■ Document extract:

##############################

As the Wildcats prepare to adjust to life without Amy Jaeschke, they are in step with a broader change that is sweeping the Big Ten.
With the graduation of dominant post players like Jaeschke, Iowa’s Kachine Alexander and Ohio State’s Jantel Lavender, the conference finds itself devoid in the paint. But in their place stand a talented crop of guards that will likely prove to be the stars of the 2011-2012 season.
When the Big Ten’s coaches submitted their two preseason players of the year, it was hardly a coincidence that both were guards: Ohio State’s Samantha Prahalis and Penn State’s Alex Bentley. Similarly, when the coaches named their preseason top five players, three were guards. The media’s selections went much the same way.
The one thing that might disrupt the Big Ten’s turn towards the perimeter game is the implementation of NCAA rules moving the three-point line back.
NU was heavily reliant on the three-pointer at times last season, finishing third in the conference with its 33.6 percentage from behind the arc. But now the Cats and all of their Big Ten colleagues will have to deal with rule changes that shifted the three-point line nine inches back to where the men’s line is located.
Michigan coach Kevin Borseth was among many players and coaches who stated that the rule change would have very little influence on the game.
“It’s kind of interesting if you watch the three-point line from all your videotapes,” Borseth said, “for the most part, all of us were shooting the ball from beyond that arc anyway.”
Michigan State coach Suzy Merchant agreed the rule change would have little effect, but acknowledged the likelihood that shooting percentages from behind the arc would plummet.
“Do I think field-goal percentages from behind the arc will go down?” Merchant said. “Yes, but they have anyway because kids play a lot of summer ball and they don’t spend as much time individually in the gym with repetition on getting their shots up.”
In another noteworthy change to the rule book, the NCAA instituted a restricted arc, in which defensive players are not permitted to take charges, similar to the system already being used in the men’s game. The institution will also be testing the 10-second rule, by which the offensive team has 10 seconds to advance the ball past midcourt.
Merchant indicated strong opposition to such a change at Big Ten Media Day.
“I’m against the 10-second rule in the backcourt for women,” Merchant said. “We have a 30-second shot clock. That’s a pretty fast pace, and I don’t think that’s really necessary for our game.”

##############################

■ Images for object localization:

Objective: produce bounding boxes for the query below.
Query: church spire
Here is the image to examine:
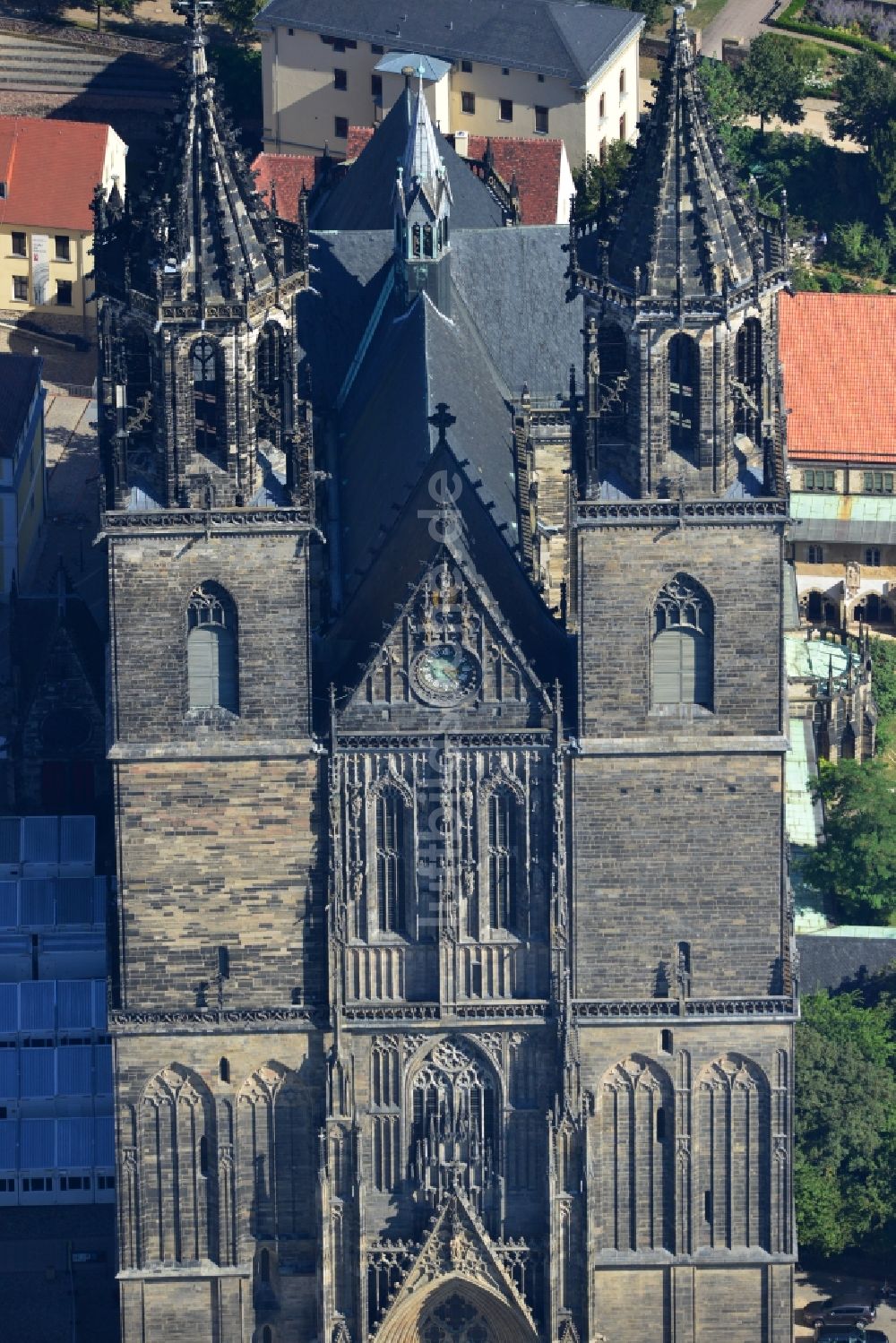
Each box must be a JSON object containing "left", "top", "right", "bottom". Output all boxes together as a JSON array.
[
  {"left": 395, "top": 68, "right": 452, "bottom": 317},
  {"left": 607, "top": 6, "right": 767, "bottom": 298}
]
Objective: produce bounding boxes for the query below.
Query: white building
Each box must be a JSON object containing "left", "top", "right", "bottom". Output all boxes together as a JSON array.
[{"left": 255, "top": 0, "right": 643, "bottom": 168}]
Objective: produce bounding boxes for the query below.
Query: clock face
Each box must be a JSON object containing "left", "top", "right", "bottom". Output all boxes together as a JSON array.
[{"left": 414, "top": 643, "right": 481, "bottom": 703}]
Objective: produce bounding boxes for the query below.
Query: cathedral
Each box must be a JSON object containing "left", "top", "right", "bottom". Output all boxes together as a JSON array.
[{"left": 94, "top": 4, "right": 797, "bottom": 1343}]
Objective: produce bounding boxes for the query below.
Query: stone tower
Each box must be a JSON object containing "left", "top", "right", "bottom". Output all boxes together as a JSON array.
[
  {"left": 95, "top": 4, "right": 325, "bottom": 1343},
  {"left": 565, "top": 9, "right": 796, "bottom": 1343},
  {"left": 97, "top": 4, "right": 796, "bottom": 1343}
]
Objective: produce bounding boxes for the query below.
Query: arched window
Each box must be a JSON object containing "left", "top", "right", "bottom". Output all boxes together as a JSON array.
[
  {"left": 409, "top": 1038, "right": 498, "bottom": 1209},
  {"left": 376, "top": 788, "right": 407, "bottom": 932},
  {"left": 735, "top": 317, "right": 762, "bottom": 443},
  {"left": 186, "top": 583, "right": 239, "bottom": 713},
  {"left": 669, "top": 331, "right": 700, "bottom": 462},
  {"left": 598, "top": 323, "right": 629, "bottom": 439},
  {"left": 487, "top": 787, "right": 517, "bottom": 929},
  {"left": 255, "top": 323, "right": 283, "bottom": 447},
  {"left": 651, "top": 573, "right": 713, "bottom": 709}
]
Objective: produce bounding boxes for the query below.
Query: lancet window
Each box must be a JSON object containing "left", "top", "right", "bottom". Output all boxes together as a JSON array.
[
  {"left": 651, "top": 573, "right": 713, "bottom": 709},
  {"left": 186, "top": 583, "right": 239, "bottom": 713}
]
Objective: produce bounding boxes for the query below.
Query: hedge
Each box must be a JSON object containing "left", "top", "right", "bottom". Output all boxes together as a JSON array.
[{"left": 771, "top": 0, "right": 896, "bottom": 65}]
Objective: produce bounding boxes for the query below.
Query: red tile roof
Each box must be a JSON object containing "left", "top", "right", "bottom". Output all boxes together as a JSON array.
[
  {"left": 0, "top": 116, "right": 110, "bottom": 232},
  {"left": 449, "top": 135, "right": 563, "bottom": 224},
  {"left": 253, "top": 154, "right": 320, "bottom": 224},
  {"left": 345, "top": 126, "right": 376, "bottom": 159},
  {"left": 778, "top": 294, "right": 896, "bottom": 462}
]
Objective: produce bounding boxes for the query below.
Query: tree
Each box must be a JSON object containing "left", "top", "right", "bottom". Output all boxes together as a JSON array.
[
  {"left": 737, "top": 32, "right": 814, "bottom": 134},
  {"left": 697, "top": 56, "right": 745, "bottom": 145},
  {"left": 216, "top": 0, "right": 264, "bottom": 41},
  {"left": 573, "top": 140, "right": 632, "bottom": 215},
  {"left": 794, "top": 993, "right": 896, "bottom": 1256},
  {"left": 828, "top": 51, "right": 896, "bottom": 208},
  {"left": 804, "top": 757, "right": 896, "bottom": 923}
]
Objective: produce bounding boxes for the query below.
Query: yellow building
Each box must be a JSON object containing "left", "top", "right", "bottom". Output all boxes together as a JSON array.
[
  {"left": 0, "top": 355, "right": 46, "bottom": 597},
  {"left": 0, "top": 116, "right": 127, "bottom": 337},
  {"left": 255, "top": 0, "right": 643, "bottom": 168}
]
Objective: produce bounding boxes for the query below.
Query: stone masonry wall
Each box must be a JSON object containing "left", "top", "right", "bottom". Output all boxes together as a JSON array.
[
  {"left": 110, "top": 535, "right": 310, "bottom": 753},
  {"left": 579, "top": 525, "right": 782, "bottom": 737},
  {"left": 573, "top": 754, "right": 783, "bottom": 998}
]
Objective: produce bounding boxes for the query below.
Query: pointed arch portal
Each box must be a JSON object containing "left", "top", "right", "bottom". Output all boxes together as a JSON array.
[{"left": 376, "top": 1273, "right": 538, "bottom": 1343}]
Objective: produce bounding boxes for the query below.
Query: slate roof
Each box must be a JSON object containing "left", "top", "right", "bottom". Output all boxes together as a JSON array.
[
  {"left": 449, "top": 135, "right": 563, "bottom": 224},
  {"left": 340, "top": 297, "right": 517, "bottom": 590},
  {"left": 599, "top": 11, "right": 762, "bottom": 297},
  {"left": 251, "top": 153, "right": 321, "bottom": 224},
  {"left": 310, "top": 89, "right": 504, "bottom": 232},
  {"left": 0, "top": 351, "right": 41, "bottom": 457},
  {"left": 778, "top": 293, "right": 896, "bottom": 466},
  {"left": 255, "top": 0, "right": 643, "bottom": 84},
  {"left": 790, "top": 490, "right": 896, "bottom": 546},
  {"left": 797, "top": 931, "right": 896, "bottom": 994},
  {"left": 0, "top": 116, "right": 111, "bottom": 234}
]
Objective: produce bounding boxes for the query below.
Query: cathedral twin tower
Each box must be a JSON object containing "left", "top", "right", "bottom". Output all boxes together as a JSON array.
[{"left": 95, "top": 13, "right": 797, "bottom": 1343}]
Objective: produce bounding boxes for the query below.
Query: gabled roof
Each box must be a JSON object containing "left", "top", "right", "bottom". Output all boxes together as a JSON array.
[
  {"left": 778, "top": 293, "right": 896, "bottom": 464},
  {"left": 251, "top": 153, "right": 321, "bottom": 224},
  {"left": 449, "top": 135, "right": 564, "bottom": 224},
  {"left": 0, "top": 355, "right": 41, "bottom": 457},
  {"left": 0, "top": 116, "right": 114, "bottom": 234},
  {"left": 599, "top": 9, "right": 762, "bottom": 297},
  {"left": 310, "top": 89, "right": 505, "bottom": 234},
  {"left": 255, "top": 0, "right": 643, "bottom": 84}
]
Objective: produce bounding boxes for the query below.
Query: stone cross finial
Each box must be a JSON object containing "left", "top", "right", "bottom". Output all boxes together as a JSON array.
[{"left": 430, "top": 401, "right": 457, "bottom": 444}]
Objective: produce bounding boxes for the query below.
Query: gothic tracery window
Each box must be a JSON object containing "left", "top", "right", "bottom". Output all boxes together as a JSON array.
[
  {"left": 375, "top": 787, "right": 407, "bottom": 932},
  {"left": 186, "top": 583, "right": 239, "bottom": 713},
  {"left": 409, "top": 1039, "right": 498, "bottom": 1203},
  {"left": 669, "top": 331, "right": 700, "bottom": 465},
  {"left": 650, "top": 573, "right": 713, "bottom": 709},
  {"left": 487, "top": 784, "right": 517, "bottom": 931},
  {"left": 192, "top": 336, "right": 220, "bottom": 462}
]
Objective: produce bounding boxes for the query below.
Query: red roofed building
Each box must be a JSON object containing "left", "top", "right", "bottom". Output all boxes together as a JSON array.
[
  {"left": 778, "top": 293, "right": 896, "bottom": 629},
  {"left": 447, "top": 132, "right": 575, "bottom": 224},
  {"left": 0, "top": 116, "right": 127, "bottom": 334},
  {"left": 253, "top": 154, "right": 323, "bottom": 224}
]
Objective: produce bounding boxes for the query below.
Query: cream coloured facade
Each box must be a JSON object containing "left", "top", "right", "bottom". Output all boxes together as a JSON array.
[
  {"left": 0, "top": 118, "right": 127, "bottom": 336},
  {"left": 259, "top": 22, "right": 640, "bottom": 168}
]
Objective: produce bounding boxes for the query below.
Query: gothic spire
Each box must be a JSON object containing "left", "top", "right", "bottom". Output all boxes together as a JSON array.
[{"left": 607, "top": 6, "right": 764, "bottom": 298}]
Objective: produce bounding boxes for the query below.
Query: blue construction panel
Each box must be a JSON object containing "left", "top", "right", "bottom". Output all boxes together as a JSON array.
[
  {"left": 0, "top": 881, "right": 19, "bottom": 928},
  {"left": 0, "top": 1049, "right": 19, "bottom": 1101},
  {"left": 59, "top": 816, "right": 95, "bottom": 867},
  {"left": 19, "top": 1045, "right": 56, "bottom": 1098},
  {"left": 56, "top": 1117, "right": 94, "bottom": 1168},
  {"left": 19, "top": 1119, "right": 56, "bottom": 1171},
  {"left": 95, "top": 1045, "right": 111, "bottom": 1096},
  {"left": 56, "top": 979, "right": 94, "bottom": 1030},
  {"left": 0, "top": 985, "right": 19, "bottom": 1036},
  {"left": 22, "top": 816, "right": 59, "bottom": 864},
  {"left": 91, "top": 979, "right": 108, "bottom": 1030},
  {"left": 19, "top": 877, "right": 56, "bottom": 928},
  {"left": 0, "top": 1119, "right": 19, "bottom": 1171},
  {"left": 19, "top": 979, "right": 56, "bottom": 1031},
  {"left": 94, "top": 1115, "right": 116, "bottom": 1166},
  {"left": 56, "top": 1045, "right": 92, "bottom": 1096},
  {"left": 0, "top": 816, "right": 22, "bottom": 867},
  {"left": 56, "top": 877, "right": 95, "bottom": 924}
]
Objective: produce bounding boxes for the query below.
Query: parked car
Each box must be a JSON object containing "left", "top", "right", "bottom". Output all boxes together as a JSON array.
[{"left": 804, "top": 1297, "right": 877, "bottom": 1326}]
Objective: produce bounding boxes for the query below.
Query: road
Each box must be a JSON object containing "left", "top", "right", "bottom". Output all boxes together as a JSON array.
[{"left": 700, "top": 0, "right": 771, "bottom": 60}]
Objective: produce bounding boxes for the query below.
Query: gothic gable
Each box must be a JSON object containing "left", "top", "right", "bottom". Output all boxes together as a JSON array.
[
  {"left": 375, "top": 1192, "right": 538, "bottom": 1343},
  {"left": 339, "top": 547, "right": 551, "bottom": 730}
]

##############################

■ Problem set:
**a)** According to the Big Ten article, why does Suzy Merchant oppose the 10-second backcourt rule for women? Answer in one to three sentences.
**b)** From the Big Ten article, extract the passage between "As the Wildcats" and "three-point line back.", inclusive.

■ Results by task:
**a)** Merchant opposes it because women's teams already play with a 30-second shot clock. She considers that a pretty fast pace and doesn't think the 10-second rule is really necessary for their game.

**b)**
As the Wildcats prepare to adjust to life without Amy Jaeschke, they are in step with a broader change that is sweeping the Big Ten.
With the graduation of dominant post players like Jaeschke, Iowa’s Kachine Alexander and Ohio State’s Jantel Lavender, the conference finds itself devoid in the paint. But in their place stand a talented crop of guards that will likely prove to be the stars of the 2011-2012 season.
When the Big Ten’s coaches submitted their two preseason players of the year, it was hardly a coincidence that both were guards: Ohio State’s Samantha Prahalis and Penn State’s Alex Bentley. Similarly, when the coaches named their preseason top five players, three were guards. The media’s selections went much the same way.
The one thing that might disrupt the Big Ten’s turn towards the perimeter game is the implementation of NCAA rules moving the three-point line back.